» Record excerpts
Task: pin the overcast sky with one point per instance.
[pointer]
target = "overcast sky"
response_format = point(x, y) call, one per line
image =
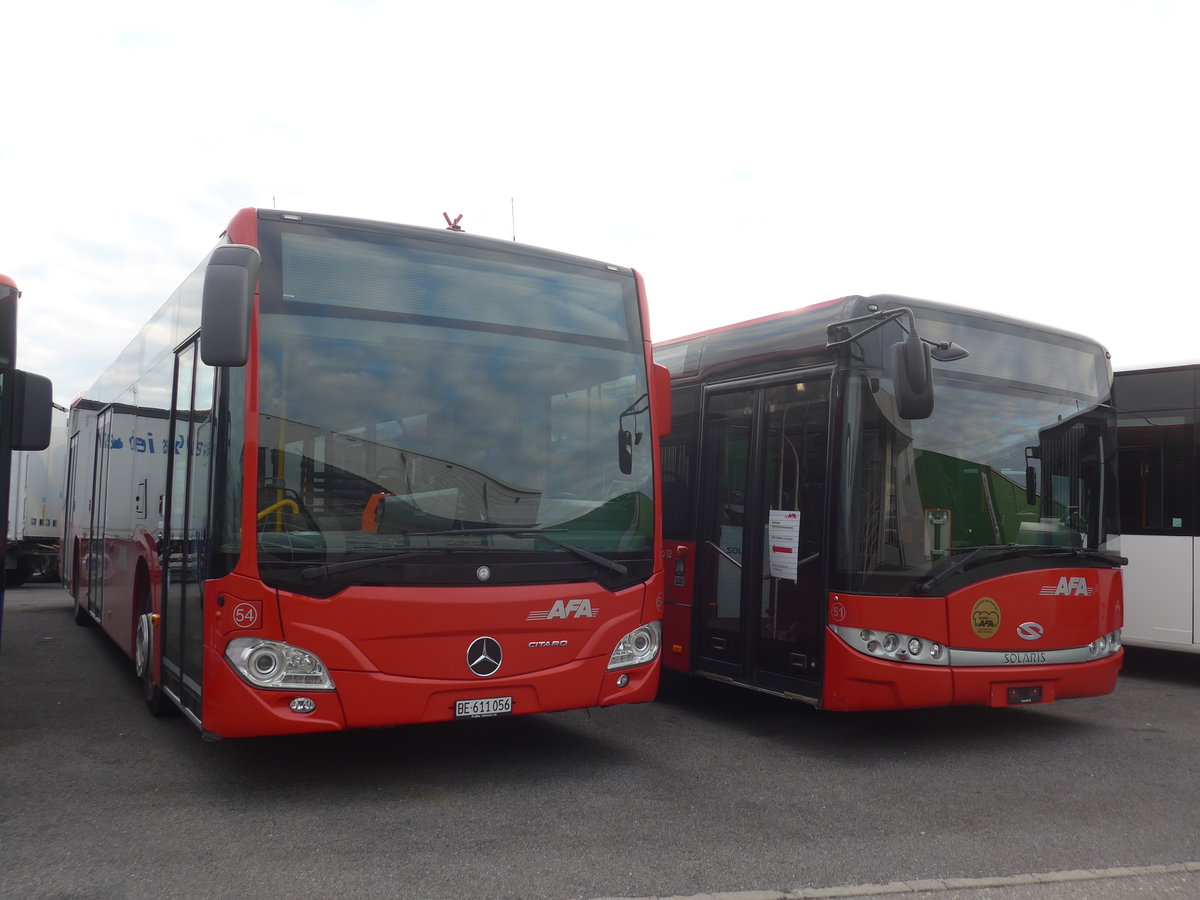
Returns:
point(1037, 159)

» Exercise directions
Locate each line in the data that contains the word "overcast" and reproduce those lines.

» The completed task
Task: pin the overcast sky with one point per instance.
target = "overcast sky"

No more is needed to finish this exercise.